Exercices à traiter -
A. Reprenez mot pour mot le passage du texte sur saint Isidore qui commence par « Sa vénération chez » et se poursuit jusqu'à « précieuse d'anges célestes. ».
B. Poursuivez le texte sur saint Isidore à partir de sa dernière phrase.

Texte fourni -
────────────────
Untermieming, sur le plateau du même nom, rend un hommage particulier à saint Isidore le premier dimanche de juillet. Après la messe solennelle du matin, la population part en procession à travers le village et célèbre ce précieux intercesseur, en particulier pour l'agriculture.
Saint Isidore le Laboureur n'est pas tyrolien mais son patronage sur l'agriculture l'avait déjà rendu célèbre et populaire ici il y a plusieurs siècles. Il a vécu - selon la légende - en Espagne et fut canonisé en 1622. Depuis, il est considéré avec sainte Notburge comme l'intercesseur divin pour tout ce qui concerne l'agriculture. On s'adresse à lui par la prière pour avoir de bonnes conditions climatiques en été ou bien une récolte abondante en automne.
Sa vénération chez les populations paysannes trouve ses origines dans la légende suivante: contre la volonté de son suzerain, Isidore se rend à la messe et cesse un moment de travailler dans les champs. Toutes les menaces du maître n'y font rien, Isidore remplit ses « devoirs » de chrétien pratiquant. Lorsqu'il regagne le champ après la messe, celui-ci a déjà été labouré avec l'aide précieuse d'anges célestes.
────────────────
Documents d'étude -
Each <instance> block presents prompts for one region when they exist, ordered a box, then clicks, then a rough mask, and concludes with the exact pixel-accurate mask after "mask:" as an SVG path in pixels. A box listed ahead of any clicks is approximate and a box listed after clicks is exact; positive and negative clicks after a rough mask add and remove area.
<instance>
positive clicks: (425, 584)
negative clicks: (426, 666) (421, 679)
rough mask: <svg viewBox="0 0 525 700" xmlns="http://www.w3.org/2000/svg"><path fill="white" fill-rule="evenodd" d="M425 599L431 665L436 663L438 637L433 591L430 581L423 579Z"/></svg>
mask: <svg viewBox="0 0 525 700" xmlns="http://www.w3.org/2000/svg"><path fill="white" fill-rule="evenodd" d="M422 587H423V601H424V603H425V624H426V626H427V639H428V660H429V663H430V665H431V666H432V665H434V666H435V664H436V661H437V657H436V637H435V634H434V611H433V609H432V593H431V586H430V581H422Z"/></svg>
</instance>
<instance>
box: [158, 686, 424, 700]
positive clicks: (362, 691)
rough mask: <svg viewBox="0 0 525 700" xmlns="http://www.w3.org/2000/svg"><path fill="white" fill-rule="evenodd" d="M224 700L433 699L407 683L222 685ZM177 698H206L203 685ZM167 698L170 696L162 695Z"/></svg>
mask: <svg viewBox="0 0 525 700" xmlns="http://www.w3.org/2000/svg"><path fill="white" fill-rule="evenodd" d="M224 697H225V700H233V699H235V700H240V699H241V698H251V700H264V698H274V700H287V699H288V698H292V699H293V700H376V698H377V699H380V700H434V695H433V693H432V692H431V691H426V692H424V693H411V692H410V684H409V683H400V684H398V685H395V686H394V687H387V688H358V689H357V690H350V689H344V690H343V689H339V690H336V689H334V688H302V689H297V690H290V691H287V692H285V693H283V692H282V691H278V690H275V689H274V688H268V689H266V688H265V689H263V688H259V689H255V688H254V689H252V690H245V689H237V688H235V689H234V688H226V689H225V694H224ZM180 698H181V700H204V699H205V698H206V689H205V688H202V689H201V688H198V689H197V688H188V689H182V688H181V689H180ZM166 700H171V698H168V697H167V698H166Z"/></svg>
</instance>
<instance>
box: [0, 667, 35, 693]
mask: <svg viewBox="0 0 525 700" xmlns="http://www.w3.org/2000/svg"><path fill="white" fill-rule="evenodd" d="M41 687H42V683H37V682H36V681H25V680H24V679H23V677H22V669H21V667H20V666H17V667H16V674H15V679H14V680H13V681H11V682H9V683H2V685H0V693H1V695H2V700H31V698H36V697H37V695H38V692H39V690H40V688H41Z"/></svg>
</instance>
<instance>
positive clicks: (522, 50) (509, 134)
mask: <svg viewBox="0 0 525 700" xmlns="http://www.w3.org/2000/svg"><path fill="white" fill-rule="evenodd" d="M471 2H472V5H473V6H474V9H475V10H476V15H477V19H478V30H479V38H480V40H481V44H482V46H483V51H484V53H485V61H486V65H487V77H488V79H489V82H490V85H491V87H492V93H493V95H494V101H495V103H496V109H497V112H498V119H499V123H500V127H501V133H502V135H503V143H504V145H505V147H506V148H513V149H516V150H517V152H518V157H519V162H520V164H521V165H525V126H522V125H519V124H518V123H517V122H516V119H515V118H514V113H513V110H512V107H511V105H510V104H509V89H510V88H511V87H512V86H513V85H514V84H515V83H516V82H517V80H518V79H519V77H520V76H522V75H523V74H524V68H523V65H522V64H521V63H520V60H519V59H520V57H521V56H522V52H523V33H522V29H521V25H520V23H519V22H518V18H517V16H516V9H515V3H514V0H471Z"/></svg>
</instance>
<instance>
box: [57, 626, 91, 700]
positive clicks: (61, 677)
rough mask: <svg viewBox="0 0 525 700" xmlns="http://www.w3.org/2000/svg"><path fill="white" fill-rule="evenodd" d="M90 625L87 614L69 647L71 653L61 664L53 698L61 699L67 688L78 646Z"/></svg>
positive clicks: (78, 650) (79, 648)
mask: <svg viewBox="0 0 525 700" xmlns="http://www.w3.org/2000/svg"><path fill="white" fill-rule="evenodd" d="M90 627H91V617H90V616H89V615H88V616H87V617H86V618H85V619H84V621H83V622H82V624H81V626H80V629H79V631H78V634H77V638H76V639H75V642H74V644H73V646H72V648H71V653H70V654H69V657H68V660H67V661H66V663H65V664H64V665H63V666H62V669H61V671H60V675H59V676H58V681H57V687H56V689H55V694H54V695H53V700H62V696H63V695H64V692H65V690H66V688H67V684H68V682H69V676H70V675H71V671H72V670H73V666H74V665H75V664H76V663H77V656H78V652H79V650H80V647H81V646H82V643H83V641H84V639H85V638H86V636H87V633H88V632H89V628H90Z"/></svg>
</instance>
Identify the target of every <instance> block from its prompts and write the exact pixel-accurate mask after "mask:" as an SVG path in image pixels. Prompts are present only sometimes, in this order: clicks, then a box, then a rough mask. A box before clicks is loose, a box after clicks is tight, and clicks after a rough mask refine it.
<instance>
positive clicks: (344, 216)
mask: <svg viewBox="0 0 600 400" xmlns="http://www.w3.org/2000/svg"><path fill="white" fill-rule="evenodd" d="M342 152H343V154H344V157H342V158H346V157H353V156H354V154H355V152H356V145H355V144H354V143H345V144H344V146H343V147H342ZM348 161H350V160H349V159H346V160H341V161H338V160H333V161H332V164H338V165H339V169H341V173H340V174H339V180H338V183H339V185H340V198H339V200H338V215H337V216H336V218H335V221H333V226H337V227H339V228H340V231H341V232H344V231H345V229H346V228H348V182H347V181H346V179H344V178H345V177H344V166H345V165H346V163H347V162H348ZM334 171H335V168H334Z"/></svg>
────────────────
Résultats par tâche -
A.
Sa vénération chez les populations paysannes trouve ses origines dans la légende suivante: contre la volonté de son suzerain, Isidore se rend à la messe et cesse un moment de travailler dans les champs. Toutes les menaces du maître n'y font rien, Isidore remplit ses « devoirs » de chrétien pratiquant. Lorsqu'il regagne le champ après la messe, celui-ci a déjà été labouré avec l'aide précieuse d'anges célestes.

B.
C'est précisément cette légende de la vie de saint Isidore qui a inspiré la représentation donnée au cours de la procession d'Untermieming: le saint est incarné par une sculpture portée sur un Ferkulum (= un support), flanqué de deux petits garçons qui jouent le rôle des anges serviables. Les somptueux costumes rococo de ces enfants sont exceptionnels, c'est d'ailleurs pour eux un immense honneur de participer au cortège en tant que « figures vivantes ».
La procession de saint Isidore vaut donc absolument le détour. Elle présente les dernières traces des processions d'antan où, baroque triomphant oblige, on reconstituait théâtralement des scènes de la vie du saint.